Set down each of the records below, reproducing every character unchanged.

# Record extracts:
--------------------------------

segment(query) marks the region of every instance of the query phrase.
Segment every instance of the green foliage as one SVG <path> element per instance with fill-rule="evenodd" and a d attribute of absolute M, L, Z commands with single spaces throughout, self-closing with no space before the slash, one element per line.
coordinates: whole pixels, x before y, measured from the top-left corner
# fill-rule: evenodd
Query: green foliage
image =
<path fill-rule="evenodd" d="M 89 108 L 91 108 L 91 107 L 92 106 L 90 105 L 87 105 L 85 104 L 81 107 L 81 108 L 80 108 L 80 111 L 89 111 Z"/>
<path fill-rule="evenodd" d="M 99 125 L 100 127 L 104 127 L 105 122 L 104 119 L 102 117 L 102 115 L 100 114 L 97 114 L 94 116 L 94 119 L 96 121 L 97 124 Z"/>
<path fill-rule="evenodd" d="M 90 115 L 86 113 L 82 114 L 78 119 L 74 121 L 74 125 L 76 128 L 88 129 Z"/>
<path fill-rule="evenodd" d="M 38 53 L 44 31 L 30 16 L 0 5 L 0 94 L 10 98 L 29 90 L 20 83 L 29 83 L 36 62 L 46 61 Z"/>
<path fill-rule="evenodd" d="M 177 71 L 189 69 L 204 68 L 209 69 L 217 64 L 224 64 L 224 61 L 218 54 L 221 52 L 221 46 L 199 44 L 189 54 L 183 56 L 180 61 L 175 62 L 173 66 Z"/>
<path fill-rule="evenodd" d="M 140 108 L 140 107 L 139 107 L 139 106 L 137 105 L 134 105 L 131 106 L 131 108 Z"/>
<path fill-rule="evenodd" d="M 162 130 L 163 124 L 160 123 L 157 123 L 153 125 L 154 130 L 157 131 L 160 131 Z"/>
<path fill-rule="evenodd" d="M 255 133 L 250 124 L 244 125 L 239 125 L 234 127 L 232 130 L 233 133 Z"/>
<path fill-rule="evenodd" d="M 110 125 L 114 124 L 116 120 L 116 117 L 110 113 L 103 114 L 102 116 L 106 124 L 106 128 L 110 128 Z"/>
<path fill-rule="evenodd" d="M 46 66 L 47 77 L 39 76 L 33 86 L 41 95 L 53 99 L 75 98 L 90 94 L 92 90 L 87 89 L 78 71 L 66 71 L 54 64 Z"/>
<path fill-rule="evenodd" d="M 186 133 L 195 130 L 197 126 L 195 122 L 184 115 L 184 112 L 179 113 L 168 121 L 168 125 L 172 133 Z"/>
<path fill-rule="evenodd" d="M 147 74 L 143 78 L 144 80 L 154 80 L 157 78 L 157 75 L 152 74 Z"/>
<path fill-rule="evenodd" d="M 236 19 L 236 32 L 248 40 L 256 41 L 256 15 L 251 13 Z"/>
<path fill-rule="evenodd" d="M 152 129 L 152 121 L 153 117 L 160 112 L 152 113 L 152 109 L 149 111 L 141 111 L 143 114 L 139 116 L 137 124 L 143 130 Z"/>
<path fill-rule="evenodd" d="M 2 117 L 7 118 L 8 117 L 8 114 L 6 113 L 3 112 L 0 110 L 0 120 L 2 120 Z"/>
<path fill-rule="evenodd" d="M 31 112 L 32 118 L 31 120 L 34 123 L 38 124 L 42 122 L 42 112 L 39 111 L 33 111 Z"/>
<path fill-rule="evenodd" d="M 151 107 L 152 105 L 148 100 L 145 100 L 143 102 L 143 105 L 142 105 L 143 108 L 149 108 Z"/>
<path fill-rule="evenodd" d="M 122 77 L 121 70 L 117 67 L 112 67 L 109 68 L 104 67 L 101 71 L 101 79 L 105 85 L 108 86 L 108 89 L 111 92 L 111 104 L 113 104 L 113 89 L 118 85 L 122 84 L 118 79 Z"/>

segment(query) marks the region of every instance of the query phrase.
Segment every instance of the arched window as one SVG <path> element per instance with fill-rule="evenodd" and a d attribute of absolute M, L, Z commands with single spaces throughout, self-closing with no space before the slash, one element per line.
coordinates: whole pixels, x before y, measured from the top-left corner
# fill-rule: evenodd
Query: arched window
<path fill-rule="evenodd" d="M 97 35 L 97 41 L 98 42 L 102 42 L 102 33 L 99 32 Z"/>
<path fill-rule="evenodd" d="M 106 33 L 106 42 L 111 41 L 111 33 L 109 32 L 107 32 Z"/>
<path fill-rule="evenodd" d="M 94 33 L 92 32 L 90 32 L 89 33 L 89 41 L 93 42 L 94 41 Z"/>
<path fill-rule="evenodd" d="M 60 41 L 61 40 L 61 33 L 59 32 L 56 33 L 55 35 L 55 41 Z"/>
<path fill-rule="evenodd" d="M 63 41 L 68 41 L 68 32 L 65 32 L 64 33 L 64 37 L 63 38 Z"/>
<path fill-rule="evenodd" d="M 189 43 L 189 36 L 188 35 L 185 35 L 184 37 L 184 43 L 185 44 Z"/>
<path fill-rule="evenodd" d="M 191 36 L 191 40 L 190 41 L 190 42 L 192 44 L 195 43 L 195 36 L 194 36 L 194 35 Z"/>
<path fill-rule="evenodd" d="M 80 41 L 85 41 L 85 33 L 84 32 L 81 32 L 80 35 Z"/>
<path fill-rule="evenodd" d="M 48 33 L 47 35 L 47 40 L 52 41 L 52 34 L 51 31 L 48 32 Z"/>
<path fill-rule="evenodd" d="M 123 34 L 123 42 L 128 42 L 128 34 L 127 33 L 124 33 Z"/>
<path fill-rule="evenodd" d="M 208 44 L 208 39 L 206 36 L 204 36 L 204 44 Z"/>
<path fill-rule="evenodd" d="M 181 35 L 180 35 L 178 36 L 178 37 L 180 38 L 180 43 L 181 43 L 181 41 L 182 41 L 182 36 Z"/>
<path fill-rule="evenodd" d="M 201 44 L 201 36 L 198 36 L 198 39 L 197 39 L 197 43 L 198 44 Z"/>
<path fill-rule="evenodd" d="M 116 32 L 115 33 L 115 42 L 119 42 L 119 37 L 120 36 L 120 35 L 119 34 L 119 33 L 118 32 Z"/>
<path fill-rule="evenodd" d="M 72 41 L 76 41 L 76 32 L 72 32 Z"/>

--------------------------------

# Written solution:
segment(query) marks the region of every instance of the query phrase.
Segment every instance of the green foliage as one SVG <path> element per instance with fill-rule="evenodd" and a d attribute of absolute M, L, Z commands with single spaces throughout, self-closing with no space before the slash, one element per line.
coordinates: whole pixels, x before y, measured from the top-left corner
# fill-rule: evenodd
Query: green foliage
image =
<path fill-rule="evenodd" d="M 89 108 L 91 108 L 91 107 L 92 106 L 90 105 L 87 105 L 85 104 L 81 107 L 81 108 L 80 108 L 80 111 L 89 111 Z"/>
<path fill-rule="evenodd" d="M 99 125 L 100 127 L 104 127 L 105 122 L 104 119 L 102 117 L 102 115 L 100 114 L 97 114 L 94 116 L 94 119 L 96 121 L 97 124 Z"/>
<path fill-rule="evenodd" d="M 90 115 L 86 113 L 82 114 L 78 119 L 74 121 L 74 125 L 76 128 L 88 129 Z"/>
<path fill-rule="evenodd" d="M 38 53 L 44 31 L 30 16 L 0 5 L 0 94 L 10 98 L 29 90 L 20 83 L 29 83 L 36 62 L 46 61 Z"/>
<path fill-rule="evenodd" d="M 177 71 L 189 69 L 204 68 L 209 69 L 217 64 L 224 64 L 224 61 L 218 54 L 221 52 L 221 46 L 199 44 L 189 54 L 183 56 L 180 61 L 175 62 L 173 66 Z"/>
<path fill-rule="evenodd" d="M 140 108 L 140 107 L 139 107 L 139 106 L 137 105 L 134 105 L 131 106 L 131 108 Z"/>
<path fill-rule="evenodd" d="M 162 130 L 163 124 L 160 123 L 157 123 L 153 125 L 154 130 L 157 131 L 160 131 Z"/>
<path fill-rule="evenodd" d="M 255 133 L 250 124 L 244 125 L 239 125 L 234 127 L 232 130 L 233 133 Z"/>
<path fill-rule="evenodd" d="M 110 125 L 114 124 L 116 120 L 116 117 L 110 113 L 103 114 L 102 116 L 106 124 L 106 128 L 110 128 Z"/>
<path fill-rule="evenodd" d="M 46 66 L 47 77 L 39 76 L 33 86 L 41 95 L 53 99 L 75 98 L 90 94 L 92 90 L 87 89 L 78 71 L 66 71 L 54 64 Z"/>
<path fill-rule="evenodd" d="M 186 133 L 195 130 L 197 126 L 195 122 L 184 115 L 184 112 L 179 113 L 168 121 L 168 125 L 172 133 Z"/>
<path fill-rule="evenodd" d="M 147 74 L 143 78 L 144 80 L 154 80 L 157 78 L 157 75 L 152 74 Z"/>
<path fill-rule="evenodd" d="M 236 19 L 236 32 L 248 40 L 256 41 L 256 15 L 251 13 Z"/>
<path fill-rule="evenodd" d="M 152 129 L 152 121 L 153 117 L 160 112 L 152 113 L 152 109 L 149 111 L 141 111 L 143 114 L 139 116 L 137 124 L 143 130 Z"/>
<path fill-rule="evenodd" d="M 2 117 L 7 118 L 8 117 L 8 114 L 6 113 L 3 112 L 0 110 L 0 120 L 2 120 Z"/>
<path fill-rule="evenodd" d="M 31 112 L 32 118 L 31 120 L 34 123 L 38 124 L 42 122 L 42 112 L 39 111 L 33 111 Z"/>
<path fill-rule="evenodd" d="M 151 107 L 152 105 L 148 100 L 145 100 L 143 102 L 143 105 L 142 105 L 143 108 L 149 108 Z"/>
<path fill-rule="evenodd" d="M 122 77 L 121 70 L 117 67 L 112 67 L 109 68 L 104 67 L 101 71 L 101 79 L 105 85 L 108 86 L 108 89 L 111 92 L 111 104 L 113 104 L 113 89 L 118 85 L 122 84 L 118 79 Z"/>

segment(query) marks the region of every instance of the query phrase.
Segment every instance of the arched window as one SVG <path> element per instance with fill-rule="evenodd" and a d attribute of absolute M, L, Z commands with single spaces throughout, self-closing with no space before the slash, one element per line.
coordinates: whole pixels, x before y, measured from the top-left corner
# fill-rule: evenodd
Query: arched window
<path fill-rule="evenodd" d="M 97 35 L 97 41 L 98 42 L 102 42 L 102 33 L 99 32 Z"/>
<path fill-rule="evenodd" d="M 106 33 L 106 42 L 111 41 L 111 33 L 109 32 L 107 32 Z"/>
<path fill-rule="evenodd" d="M 94 33 L 92 32 L 90 32 L 89 33 L 89 41 L 93 42 L 94 41 Z"/>
<path fill-rule="evenodd" d="M 60 41 L 61 40 L 61 33 L 59 32 L 56 33 L 55 35 L 55 41 Z"/>
<path fill-rule="evenodd" d="M 63 41 L 68 41 L 68 32 L 65 32 L 64 33 L 64 37 L 63 38 Z"/>
<path fill-rule="evenodd" d="M 189 43 L 189 36 L 188 35 L 185 35 L 184 37 L 184 43 L 185 44 Z"/>
<path fill-rule="evenodd" d="M 191 36 L 191 40 L 190 41 L 190 42 L 192 44 L 195 43 L 195 36 L 194 36 L 194 35 Z"/>
<path fill-rule="evenodd" d="M 80 41 L 85 41 L 85 33 L 84 32 L 81 32 L 80 35 Z"/>
<path fill-rule="evenodd" d="M 48 33 L 47 35 L 47 40 L 52 41 L 52 34 L 51 31 L 48 32 Z"/>
<path fill-rule="evenodd" d="M 123 34 L 123 42 L 128 42 L 128 34 L 127 33 L 124 33 Z"/>
<path fill-rule="evenodd" d="M 208 44 L 208 39 L 206 36 L 204 36 L 204 44 Z"/>
<path fill-rule="evenodd" d="M 181 35 L 180 35 L 178 36 L 178 37 L 180 38 L 180 43 L 181 43 L 181 41 L 182 41 L 182 36 Z"/>
<path fill-rule="evenodd" d="M 201 44 L 201 36 L 198 36 L 198 39 L 197 39 L 197 43 L 198 44 Z"/>
<path fill-rule="evenodd" d="M 116 32 L 115 33 L 115 42 L 119 42 L 119 37 L 120 36 L 120 35 L 119 34 L 119 33 L 118 32 Z"/>
<path fill-rule="evenodd" d="M 72 41 L 76 41 L 76 32 L 72 32 Z"/>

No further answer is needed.